• TASK INSTRUCTIONS:
A: Answer these questions about the forum thread on the tanker William Dampier:
(i) According to roymuir, who managed the ship?
(ii) Which vessel does roymuir say replaced her?
(iii) Which publisher is listed for the publication that gdynia recommends?
B: Carry on the forum thread about the tanker William Dampier from the point where it stops.

# MT William Dampier



## roymuir (Feb 24, 2006)

G'day all, was wondering if anybody out there had a picture of the Australian tanker WILLIAM DAMPIER? Thanks.


----------



## mverrills (Aug 4, 2006)

*Billy Damp*

I had a couple of mates on the Damp.
If memory serves me she was replaced by the Kelven
She also had a helm like a aeroplaone,


----------



## gdynia (Nov 3, 2005)

roymuir said:


> G'day all, was wondering if anybody out there had a picture of the Australian tanker WILLIAM DAMPIER? Thanks.


Roy
Theres a Oz/Kiwi publication you can probally get from your local Library with photo in of her its


Source: Ships that serve Australia and New Zealand. 
Reference ID: 888810091 
Publisher: Sealrail Productions 
Year 1983 
Volume 1 
Title: [Vessel illustrations from 'The ships that serve Australia and New Zealand. Vol 1.'] 
Author: Fildes, Bob 
Abstract: Illustrations of named vessels have been indexed. Illustrations are black and white unless stated otherwise.


----------



## roymuir (Feb 24, 2006)

Thanks to you both. She was in fact replaced by the "Viking Merlin"


----------



## Captain2 (Feb 22, 2008)

Started my second seafaring life as 3/o on the Dampier great ship rotten run


----------



## trotterdotpom (Apr 29, 2005)

I seem to recall that after she changed to Australian flag, the crew painted a kangaroo on the funnel - was there some controversy about that?

Was she managed by Caltex or Howard Smith? I can't recall.

Captain2 - just read your brief profile, were you by any chance 2nd Mate on mv Howard Smith at any time?

John T.


----------



## roymuir (Feb 24, 2006)

She was managed by Sleighs'. There was some controversy over the 'roo on the funnel but it was allowed to stay. I did the last gulf run in her before she was scrapped.
Regards, Roy


----------



## trotterdotpom (Apr 29, 2005)

Thanks Roy, I'd completely forgotten about Sleighs. 

John T.


----------



## Iangb (Aug 28, 2009)

Don't know how you got on finding a photo Roy, but found pic on Flotilla Australia http://www.flotilla-australia.com/hcsleigh.htm#william-dampier-hcs

Ian


----------



## cbnz (Dec 20, 2009)

• ENTRIES SHOWN:
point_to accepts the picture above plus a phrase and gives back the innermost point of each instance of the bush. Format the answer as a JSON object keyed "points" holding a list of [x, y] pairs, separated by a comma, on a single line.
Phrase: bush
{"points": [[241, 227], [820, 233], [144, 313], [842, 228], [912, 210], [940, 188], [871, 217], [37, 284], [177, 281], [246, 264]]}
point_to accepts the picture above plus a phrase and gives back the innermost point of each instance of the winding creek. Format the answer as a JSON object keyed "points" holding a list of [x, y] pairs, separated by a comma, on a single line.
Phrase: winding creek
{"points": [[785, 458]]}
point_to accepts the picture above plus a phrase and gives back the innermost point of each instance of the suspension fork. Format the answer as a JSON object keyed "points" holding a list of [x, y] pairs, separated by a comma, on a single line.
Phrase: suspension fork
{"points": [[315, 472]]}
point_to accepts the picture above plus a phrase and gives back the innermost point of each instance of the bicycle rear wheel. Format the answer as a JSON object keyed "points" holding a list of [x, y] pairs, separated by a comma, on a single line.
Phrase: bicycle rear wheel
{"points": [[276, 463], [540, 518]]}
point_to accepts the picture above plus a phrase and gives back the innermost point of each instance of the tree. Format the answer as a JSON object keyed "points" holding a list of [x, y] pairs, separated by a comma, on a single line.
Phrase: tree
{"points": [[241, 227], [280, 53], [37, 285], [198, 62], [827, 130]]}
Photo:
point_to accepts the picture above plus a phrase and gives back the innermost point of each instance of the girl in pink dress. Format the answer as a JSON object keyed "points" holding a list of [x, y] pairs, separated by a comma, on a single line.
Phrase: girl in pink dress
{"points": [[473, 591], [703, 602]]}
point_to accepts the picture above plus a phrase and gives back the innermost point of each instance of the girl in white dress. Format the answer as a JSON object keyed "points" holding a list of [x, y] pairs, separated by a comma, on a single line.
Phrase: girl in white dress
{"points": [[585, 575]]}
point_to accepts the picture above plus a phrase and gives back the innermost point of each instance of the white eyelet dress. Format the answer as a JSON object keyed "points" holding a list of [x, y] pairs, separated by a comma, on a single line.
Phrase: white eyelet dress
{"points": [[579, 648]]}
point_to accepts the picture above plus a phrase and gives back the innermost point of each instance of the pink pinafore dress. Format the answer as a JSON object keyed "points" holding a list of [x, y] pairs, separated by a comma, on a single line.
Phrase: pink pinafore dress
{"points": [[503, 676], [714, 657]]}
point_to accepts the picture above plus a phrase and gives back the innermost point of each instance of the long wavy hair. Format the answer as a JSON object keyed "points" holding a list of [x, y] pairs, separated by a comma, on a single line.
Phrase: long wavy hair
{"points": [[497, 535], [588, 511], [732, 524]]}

• OUTPUTS IN ORDER:
A:
(i) Sleighs'
(ii) The "Viking Merlin"
(iii) Sealrail Productions

B:
*William Dampier*



roymuir said:


> G'day all, was wondering if anybody out there had a picture of the Australian tanker WILLIAM DAMPIER? Thanks.


Hi there Roy,
My Dad (Bill Brown) was on William Dampier i think, did you know him ? Unfortunately he passed away on 18th November, 2009. (2 x days after my birthday) (Non-Hodgkins Lymphoma and chemotherapy affects immune system that was not good) Born 6th October, 1930.

He got me a job on M.V. Ormiston as deck boy in 1982.

cheers,

colin


----------



## cbnz (Dec 20, 2009)

*William Dampier*



Captain2 said:


> Started my second seafaring life as 3/o on the Dampier great ship rotten run




Hi there,
I think my Dad might have been on that ship, Bill Brown, he sadly passed away on 18th November, 2009. Born 6th October, 2009.

Non-Hodgkins Lymphoma diagnosed over a year ago and chemotherapy does not help the immune system.

He passed away 2 x days after my 45th birthday. He got me a job as deck boy on M.V. Ormiston in 1982.

Cheers,

Colin


----------



## cbnz (Dec 20, 2009)

*William Dampier*



Captain2 said:


> Started my second seafaring life as 3/o on the Dampier great ship rotten run




Hi there,
I think my Dad might have been on that ship, Bill Brown, he sadly passed away on 18th November, 2009. Born 6th October, 1930.

Non-Hodgkins Lymphoma diagnosed over a year ago and chemotherapy does not help the immune system.

He passed away 2 x days after my 45th birthday. He got me a job as deck boy on M.V. Ormiston in 1982.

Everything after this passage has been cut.